### Page extract
________

A Stream is contained in a file, and a file can contain multiple streams. A file can also contain video streams alongside audio streams.

For this tutorial, we will use illustrations such as the following to help depict the concepts:

This represents a single file, with 3 streams.

The first stream (stream 0) is a video stream.
The next stream (stream 1) is a stereo audio stream with 2 channels: left and right
The last stream (stream 2) is a surround audio stream with 6 channels: front left, front right, center, low frequency effects (for a subwoofer), back left and back right

Simple Stream Handling

Use Case 1 - Implicit Handling

In the simplest case, there is no real audio manipulation taking place. You have an input with an audio stream with a particular channel layout, and you want basically the same to be in your output, with the appropriate codec and bitrate. This use case is our baseline, which we’ll need in order to introduce additional concepts for the following, more complex use cases. Note that we do not currently support a passthrough options in most cases; an input audio stream still needs to be encoded in order to be properly aligned to the encoded video content, especially when creating segmented content.

Let’s take the following example, with a single stereo stream:

We will not go into all aspects of the encoding configuration (there are other tutorials on our website that cover that), but will look specifically at the audio aspect of the configuration. For that, you will need a similar set of resources as for other streams:

An IngestInputStream, which defines where your source file is located on the Input storage
An audio CodecConfiguration for the codec of your choice, configured appropriately
An (output) Stream that defines how the configuration is applied to the input stream
One or more Muxings to define how the stream is containerised in a file and transferred to the Output

ℹ️
Note: For the purpose of this tutorial and in the example code files associated with it, we will always generate a single MP4 file as output, with all audio streams multiplexed with the video stream. In most situations that involve adaptive bitrate streaming with manifests such as HLS and DASH, each stream will need to be output in its own separate muxing.

IngestInputStream ingestInputStream = new IngestInputStream();
ingestInputStream.setInputId(input.getId());
ingestInputStream.setInputPath(inputPath);
ingestInputStream.setSelectionMode(StreamSelectionMode.AUTO);
ingestInputStream = bitmovinApi.encoding.encodings.inputStreams.ingest.create(encoding.getId(), ingestInputStream);

AacAudioConfiguration config = new AacAudioConfiguration();
config.setName("AAC 128 kbit/s");
config.setBitrate(128_000L);
config = bitmovinApi.encoding.configurations.audio.aac.create(config);

StreamInput streamInput = new StreamInput();
streamInput.setInputStreamId(ingestInputStream.getId());

Stream stream = new Stream();
stream.addInputStreamsItem(streamInput);
stream.setCodecConfigId(codecConfiguration.getId());
stream = bitmovinApi.encoding.encodings.streams.create(encoding.getId(), stream);

Mp4Muxing muxing = new Mp4Muxing();
MuxingStream muxingStream = new MuxingStream();
muxingStream.setStreamId(stream.getId());
muxing.addStreamsItem(muxingStream);

// ... then add video stream, define the encoding output, define a filename, etc.

________

### Task A
According to the audio encoding tutorial, why must an input audio stream still be encoded even when no real audio manipulation takes place?
### Task B
Output the passage of the audio encoding tutorial from "Mp4Muxing muxing = new" up to and including "a filename, etc.", word for word.

### Pointing dataset excerpts

________

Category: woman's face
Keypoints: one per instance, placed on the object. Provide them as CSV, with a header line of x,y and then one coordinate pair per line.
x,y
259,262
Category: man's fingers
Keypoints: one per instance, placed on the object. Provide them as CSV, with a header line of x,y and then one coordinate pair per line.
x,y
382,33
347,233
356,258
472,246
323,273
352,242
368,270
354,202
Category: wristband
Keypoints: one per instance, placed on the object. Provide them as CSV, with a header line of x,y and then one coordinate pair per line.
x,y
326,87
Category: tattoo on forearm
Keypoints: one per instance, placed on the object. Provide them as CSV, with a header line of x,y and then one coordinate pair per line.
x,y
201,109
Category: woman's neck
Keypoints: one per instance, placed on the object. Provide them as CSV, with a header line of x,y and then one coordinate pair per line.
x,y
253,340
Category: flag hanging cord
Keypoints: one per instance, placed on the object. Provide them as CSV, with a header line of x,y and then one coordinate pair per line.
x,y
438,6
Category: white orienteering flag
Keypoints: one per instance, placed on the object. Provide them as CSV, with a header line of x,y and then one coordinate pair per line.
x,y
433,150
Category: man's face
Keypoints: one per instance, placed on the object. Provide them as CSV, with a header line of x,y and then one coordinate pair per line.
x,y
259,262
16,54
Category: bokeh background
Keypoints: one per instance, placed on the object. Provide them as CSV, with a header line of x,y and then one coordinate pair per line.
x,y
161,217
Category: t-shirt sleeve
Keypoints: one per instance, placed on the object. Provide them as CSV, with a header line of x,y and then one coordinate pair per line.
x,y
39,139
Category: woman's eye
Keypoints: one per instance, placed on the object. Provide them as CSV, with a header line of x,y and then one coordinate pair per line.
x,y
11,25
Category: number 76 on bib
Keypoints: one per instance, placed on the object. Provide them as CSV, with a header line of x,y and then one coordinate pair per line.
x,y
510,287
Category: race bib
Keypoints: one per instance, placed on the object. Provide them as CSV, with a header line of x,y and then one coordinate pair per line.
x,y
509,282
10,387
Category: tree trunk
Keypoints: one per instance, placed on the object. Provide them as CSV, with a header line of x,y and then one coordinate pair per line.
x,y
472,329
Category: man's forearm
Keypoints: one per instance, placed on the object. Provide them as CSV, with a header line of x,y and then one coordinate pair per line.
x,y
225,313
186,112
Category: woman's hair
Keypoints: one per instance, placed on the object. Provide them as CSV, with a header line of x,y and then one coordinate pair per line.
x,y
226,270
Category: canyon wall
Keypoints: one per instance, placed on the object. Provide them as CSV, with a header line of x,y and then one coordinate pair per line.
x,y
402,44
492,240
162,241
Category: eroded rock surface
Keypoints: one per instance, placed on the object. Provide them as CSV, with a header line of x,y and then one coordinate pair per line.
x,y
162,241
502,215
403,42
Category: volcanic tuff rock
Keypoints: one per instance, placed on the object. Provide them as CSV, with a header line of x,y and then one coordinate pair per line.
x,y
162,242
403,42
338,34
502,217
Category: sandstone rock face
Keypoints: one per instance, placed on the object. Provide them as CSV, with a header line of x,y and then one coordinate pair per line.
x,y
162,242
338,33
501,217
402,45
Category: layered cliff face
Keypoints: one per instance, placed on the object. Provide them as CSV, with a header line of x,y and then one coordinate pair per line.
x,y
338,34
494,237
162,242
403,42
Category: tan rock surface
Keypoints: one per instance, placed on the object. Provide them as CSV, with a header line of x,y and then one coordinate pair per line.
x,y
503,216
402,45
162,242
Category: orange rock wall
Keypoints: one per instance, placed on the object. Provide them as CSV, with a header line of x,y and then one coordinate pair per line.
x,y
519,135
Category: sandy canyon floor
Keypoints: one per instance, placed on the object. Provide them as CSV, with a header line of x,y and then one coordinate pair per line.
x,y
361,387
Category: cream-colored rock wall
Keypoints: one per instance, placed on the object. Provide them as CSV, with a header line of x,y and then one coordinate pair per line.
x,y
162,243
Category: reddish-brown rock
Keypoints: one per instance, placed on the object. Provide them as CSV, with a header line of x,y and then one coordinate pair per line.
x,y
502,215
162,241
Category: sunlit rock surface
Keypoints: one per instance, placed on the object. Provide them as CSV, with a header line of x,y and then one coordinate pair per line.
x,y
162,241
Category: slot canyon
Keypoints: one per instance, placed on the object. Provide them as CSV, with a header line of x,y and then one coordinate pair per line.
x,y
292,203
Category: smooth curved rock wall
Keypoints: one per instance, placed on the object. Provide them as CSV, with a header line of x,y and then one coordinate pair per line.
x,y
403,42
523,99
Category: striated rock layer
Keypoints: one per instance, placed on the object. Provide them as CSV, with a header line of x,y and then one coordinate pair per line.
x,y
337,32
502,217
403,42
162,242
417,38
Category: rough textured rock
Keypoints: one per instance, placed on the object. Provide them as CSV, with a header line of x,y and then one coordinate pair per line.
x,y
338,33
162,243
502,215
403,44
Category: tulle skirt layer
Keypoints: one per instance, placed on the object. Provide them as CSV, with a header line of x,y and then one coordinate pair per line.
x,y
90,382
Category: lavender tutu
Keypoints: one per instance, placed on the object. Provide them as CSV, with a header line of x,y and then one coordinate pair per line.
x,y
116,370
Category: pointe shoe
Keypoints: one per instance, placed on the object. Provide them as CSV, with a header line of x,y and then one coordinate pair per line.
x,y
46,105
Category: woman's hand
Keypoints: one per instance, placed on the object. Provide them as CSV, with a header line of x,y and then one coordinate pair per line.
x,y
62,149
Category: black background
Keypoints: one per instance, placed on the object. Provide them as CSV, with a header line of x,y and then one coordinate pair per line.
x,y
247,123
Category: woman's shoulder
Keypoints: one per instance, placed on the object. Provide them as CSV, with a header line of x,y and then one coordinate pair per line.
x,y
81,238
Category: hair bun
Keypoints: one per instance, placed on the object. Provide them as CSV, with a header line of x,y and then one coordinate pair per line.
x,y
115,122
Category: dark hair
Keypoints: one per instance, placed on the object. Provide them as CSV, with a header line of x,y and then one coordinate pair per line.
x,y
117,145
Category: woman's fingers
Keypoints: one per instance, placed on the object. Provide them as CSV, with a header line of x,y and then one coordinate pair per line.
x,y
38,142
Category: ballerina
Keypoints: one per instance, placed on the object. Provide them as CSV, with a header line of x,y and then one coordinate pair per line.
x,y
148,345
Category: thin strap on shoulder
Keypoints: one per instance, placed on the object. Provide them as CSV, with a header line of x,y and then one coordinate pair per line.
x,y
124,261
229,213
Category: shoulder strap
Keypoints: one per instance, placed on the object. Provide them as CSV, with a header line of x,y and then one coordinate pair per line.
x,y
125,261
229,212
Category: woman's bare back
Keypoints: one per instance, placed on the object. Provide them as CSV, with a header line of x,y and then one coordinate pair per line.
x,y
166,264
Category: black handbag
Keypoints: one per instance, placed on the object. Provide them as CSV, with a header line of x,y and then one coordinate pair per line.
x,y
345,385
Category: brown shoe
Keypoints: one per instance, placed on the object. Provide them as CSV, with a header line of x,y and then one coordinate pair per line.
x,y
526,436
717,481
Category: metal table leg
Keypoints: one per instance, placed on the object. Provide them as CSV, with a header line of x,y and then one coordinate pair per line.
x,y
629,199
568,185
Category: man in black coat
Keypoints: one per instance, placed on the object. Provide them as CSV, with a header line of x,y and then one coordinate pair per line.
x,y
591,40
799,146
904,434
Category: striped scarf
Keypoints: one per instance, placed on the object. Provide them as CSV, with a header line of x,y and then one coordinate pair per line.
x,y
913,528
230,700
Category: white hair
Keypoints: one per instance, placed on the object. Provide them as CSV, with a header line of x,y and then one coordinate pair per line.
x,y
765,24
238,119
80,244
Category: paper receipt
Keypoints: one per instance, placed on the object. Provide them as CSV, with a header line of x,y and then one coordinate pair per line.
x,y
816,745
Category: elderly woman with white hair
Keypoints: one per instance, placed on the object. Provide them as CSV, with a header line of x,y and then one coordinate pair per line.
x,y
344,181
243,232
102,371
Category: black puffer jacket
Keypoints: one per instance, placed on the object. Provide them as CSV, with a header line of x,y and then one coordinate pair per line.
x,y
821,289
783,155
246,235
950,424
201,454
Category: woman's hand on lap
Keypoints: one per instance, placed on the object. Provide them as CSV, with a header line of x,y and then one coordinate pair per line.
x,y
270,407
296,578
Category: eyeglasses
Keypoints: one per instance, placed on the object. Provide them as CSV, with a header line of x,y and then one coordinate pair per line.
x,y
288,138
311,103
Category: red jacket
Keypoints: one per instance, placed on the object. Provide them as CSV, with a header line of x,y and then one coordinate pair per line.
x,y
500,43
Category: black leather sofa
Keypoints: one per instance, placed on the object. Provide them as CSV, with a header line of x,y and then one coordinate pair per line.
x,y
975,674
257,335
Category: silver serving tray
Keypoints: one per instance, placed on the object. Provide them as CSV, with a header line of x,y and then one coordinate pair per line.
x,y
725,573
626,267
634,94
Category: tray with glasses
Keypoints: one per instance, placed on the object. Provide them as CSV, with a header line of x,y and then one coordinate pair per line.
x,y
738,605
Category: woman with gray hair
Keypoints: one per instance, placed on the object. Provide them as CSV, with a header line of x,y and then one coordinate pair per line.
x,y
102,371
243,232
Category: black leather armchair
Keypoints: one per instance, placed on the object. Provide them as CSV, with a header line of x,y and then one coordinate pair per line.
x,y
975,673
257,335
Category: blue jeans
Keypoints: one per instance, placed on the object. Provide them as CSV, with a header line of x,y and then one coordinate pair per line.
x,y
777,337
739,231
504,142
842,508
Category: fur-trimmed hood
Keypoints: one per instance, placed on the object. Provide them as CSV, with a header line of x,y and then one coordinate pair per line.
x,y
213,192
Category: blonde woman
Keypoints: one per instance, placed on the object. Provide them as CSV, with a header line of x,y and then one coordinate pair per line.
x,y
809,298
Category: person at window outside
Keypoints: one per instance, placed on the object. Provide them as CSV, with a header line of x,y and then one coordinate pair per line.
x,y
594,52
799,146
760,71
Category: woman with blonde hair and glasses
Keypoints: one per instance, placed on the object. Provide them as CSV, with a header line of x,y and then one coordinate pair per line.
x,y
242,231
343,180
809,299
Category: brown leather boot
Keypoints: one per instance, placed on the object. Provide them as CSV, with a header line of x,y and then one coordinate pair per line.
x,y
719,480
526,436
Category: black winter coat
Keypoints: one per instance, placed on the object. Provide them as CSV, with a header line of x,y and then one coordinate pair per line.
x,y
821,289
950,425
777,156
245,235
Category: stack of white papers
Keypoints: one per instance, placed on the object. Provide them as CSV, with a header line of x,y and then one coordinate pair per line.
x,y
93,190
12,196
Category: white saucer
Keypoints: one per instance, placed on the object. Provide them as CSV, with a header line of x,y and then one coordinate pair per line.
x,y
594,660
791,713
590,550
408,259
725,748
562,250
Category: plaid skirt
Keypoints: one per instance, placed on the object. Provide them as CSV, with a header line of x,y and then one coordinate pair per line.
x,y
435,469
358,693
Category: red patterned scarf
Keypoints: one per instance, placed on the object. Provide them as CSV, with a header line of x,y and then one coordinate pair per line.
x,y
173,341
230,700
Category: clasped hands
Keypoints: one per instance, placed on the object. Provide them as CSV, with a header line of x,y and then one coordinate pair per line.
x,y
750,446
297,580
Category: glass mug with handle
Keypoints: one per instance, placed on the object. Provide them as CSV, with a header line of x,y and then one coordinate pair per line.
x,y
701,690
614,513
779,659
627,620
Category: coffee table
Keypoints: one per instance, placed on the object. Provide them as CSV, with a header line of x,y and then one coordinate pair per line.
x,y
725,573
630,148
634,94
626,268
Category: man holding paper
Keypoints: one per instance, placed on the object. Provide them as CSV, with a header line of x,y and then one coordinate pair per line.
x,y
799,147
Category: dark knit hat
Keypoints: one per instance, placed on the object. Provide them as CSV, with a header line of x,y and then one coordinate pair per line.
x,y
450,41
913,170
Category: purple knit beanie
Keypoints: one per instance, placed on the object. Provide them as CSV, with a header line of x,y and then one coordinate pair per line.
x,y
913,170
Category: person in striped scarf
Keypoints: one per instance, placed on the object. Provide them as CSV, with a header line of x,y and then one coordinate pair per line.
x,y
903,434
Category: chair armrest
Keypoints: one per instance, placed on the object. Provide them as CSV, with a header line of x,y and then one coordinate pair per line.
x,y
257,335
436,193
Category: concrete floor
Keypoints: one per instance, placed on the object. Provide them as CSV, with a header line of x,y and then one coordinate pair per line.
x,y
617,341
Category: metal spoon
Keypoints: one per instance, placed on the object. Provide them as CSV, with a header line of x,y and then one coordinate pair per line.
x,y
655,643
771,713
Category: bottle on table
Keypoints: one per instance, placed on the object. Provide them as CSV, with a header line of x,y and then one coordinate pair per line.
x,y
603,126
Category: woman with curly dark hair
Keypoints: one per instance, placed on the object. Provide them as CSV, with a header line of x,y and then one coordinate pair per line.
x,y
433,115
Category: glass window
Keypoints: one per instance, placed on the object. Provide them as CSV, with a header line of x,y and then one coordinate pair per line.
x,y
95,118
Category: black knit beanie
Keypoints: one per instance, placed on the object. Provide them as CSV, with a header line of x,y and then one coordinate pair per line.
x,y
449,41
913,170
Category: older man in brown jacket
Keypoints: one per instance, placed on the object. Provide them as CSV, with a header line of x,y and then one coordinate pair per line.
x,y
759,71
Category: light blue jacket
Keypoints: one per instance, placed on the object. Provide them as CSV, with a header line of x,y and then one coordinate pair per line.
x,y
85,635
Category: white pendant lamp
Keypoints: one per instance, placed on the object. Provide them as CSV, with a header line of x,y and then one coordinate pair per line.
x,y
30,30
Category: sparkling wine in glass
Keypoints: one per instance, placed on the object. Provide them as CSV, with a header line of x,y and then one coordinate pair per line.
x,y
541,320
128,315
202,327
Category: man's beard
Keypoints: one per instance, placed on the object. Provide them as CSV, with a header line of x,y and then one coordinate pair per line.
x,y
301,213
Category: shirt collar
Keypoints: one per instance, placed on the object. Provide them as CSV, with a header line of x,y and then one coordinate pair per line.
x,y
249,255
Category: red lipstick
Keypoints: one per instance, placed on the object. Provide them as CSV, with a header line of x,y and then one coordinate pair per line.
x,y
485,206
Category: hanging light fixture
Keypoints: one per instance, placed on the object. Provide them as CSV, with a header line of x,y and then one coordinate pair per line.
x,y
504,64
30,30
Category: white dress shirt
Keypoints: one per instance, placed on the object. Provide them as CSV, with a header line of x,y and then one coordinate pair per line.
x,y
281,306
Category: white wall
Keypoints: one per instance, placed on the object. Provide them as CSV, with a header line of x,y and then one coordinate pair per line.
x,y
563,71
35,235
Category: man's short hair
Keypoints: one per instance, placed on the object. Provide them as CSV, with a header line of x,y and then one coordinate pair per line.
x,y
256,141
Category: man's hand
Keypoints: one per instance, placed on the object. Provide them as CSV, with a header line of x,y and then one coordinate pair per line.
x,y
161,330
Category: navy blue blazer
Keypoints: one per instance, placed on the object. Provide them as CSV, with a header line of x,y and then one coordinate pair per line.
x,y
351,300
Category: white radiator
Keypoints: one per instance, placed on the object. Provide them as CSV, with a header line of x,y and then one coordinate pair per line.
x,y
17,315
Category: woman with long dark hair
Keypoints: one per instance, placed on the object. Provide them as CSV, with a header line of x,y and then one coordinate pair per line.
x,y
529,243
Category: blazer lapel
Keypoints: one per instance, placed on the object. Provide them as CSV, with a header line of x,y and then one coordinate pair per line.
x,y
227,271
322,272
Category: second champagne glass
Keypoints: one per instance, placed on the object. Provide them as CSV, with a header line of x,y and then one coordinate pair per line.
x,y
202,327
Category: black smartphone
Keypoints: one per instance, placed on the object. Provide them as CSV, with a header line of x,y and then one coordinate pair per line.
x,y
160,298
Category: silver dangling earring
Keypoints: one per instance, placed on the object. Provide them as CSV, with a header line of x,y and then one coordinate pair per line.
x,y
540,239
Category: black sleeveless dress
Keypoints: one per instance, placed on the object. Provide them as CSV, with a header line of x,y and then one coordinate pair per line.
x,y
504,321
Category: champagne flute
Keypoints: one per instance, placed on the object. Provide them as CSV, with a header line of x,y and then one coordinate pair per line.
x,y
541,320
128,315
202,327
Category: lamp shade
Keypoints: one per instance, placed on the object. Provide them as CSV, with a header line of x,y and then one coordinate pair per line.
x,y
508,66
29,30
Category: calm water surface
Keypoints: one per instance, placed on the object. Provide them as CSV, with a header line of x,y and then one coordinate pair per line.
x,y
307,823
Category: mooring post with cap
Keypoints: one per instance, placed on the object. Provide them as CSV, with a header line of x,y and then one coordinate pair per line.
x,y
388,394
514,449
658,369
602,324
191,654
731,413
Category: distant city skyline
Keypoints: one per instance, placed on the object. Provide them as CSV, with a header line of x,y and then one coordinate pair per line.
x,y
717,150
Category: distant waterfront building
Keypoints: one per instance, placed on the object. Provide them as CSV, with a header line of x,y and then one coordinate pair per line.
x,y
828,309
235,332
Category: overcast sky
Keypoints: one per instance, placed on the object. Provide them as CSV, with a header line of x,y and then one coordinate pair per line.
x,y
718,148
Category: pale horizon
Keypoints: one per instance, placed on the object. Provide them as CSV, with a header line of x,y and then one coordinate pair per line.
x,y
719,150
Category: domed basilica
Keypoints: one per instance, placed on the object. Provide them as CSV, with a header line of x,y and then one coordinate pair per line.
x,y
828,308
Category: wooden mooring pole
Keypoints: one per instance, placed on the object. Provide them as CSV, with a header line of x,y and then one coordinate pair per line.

________

### Exercise output A
Passthrough isn't currently supported in most cases, so the input audio stream must be encoded to align properly with the encoded video content. This matters especially when creating segmented content.

### Exercise output B
Mp4Muxing muxing = new Mp4Muxing();
MuxingStream muxingStream = new MuxingStream();
muxingStream.setStreamId(stream.getId());
muxing.addStreamsItem(muxingStream);

// ... then add video stream, define the encoding output, define a filename, etc.